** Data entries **
━━━━━━━━

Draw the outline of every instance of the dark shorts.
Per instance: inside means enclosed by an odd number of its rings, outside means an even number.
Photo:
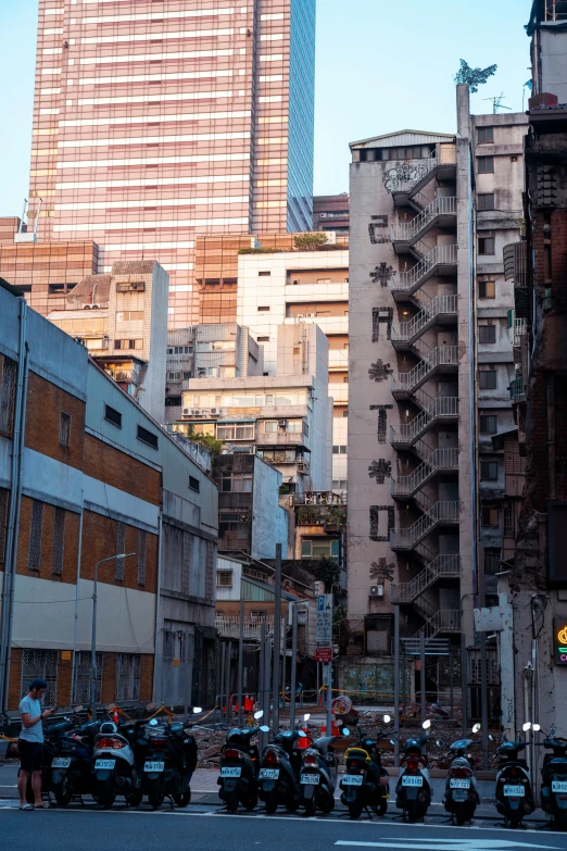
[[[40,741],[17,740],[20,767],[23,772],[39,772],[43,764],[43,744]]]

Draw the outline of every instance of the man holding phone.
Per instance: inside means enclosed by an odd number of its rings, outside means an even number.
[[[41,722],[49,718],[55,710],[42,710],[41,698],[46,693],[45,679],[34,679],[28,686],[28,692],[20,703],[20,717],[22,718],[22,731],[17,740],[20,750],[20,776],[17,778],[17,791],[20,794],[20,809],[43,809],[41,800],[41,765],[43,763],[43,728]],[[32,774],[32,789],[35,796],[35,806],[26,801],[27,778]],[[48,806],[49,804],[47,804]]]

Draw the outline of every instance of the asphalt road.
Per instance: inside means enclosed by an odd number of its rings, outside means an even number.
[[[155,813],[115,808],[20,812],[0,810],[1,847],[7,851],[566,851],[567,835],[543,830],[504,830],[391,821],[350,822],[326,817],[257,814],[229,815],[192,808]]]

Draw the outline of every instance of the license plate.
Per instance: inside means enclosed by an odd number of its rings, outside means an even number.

━━━━━━━━

** Exercise instructions **
Please print every line of the listing above word for word, leaving out the pictures.

** Task answer **
Draw the outline of every instance of the dark shorts.
Per instance: inside means enclosed by an odd number of its rings, outside means an even number.
Photo:
[[[40,741],[17,740],[20,767],[23,772],[39,772],[43,764],[43,744]]]

Draw the outline of every instance of the man holding phone.
Per instance: inside means enclosed by an odd number of its rings, outside means an even number.
[[[41,722],[49,718],[55,710],[42,710],[41,698],[46,693],[45,679],[34,679],[28,686],[28,692],[20,703],[20,717],[22,718],[22,731],[17,740],[20,750],[20,776],[17,778],[17,791],[20,794],[20,809],[43,809],[41,800],[41,765],[43,763],[43,728]],[[32,774],[32,789],[35,796],[35,806],[26,801],[27,778]],[[48,806],[49,804],[47,804]]]

Draw the outline of every instance of the asphalt road.
Per instance: inside means enclosed by an odd number of its rings, outside means an even number.
[[[155,813],[115,808],[20,812],[0,810],[1,847],[7,851],[566,851],[567,835],[543,830],[504,830],[391,821],[350,822],[326,817],[257,814],[229,815],[192,808]]]

Draw the outline of every instance of the license plate.
Per instance: inside means enclosed by an odd number of its rings, outside means an even number.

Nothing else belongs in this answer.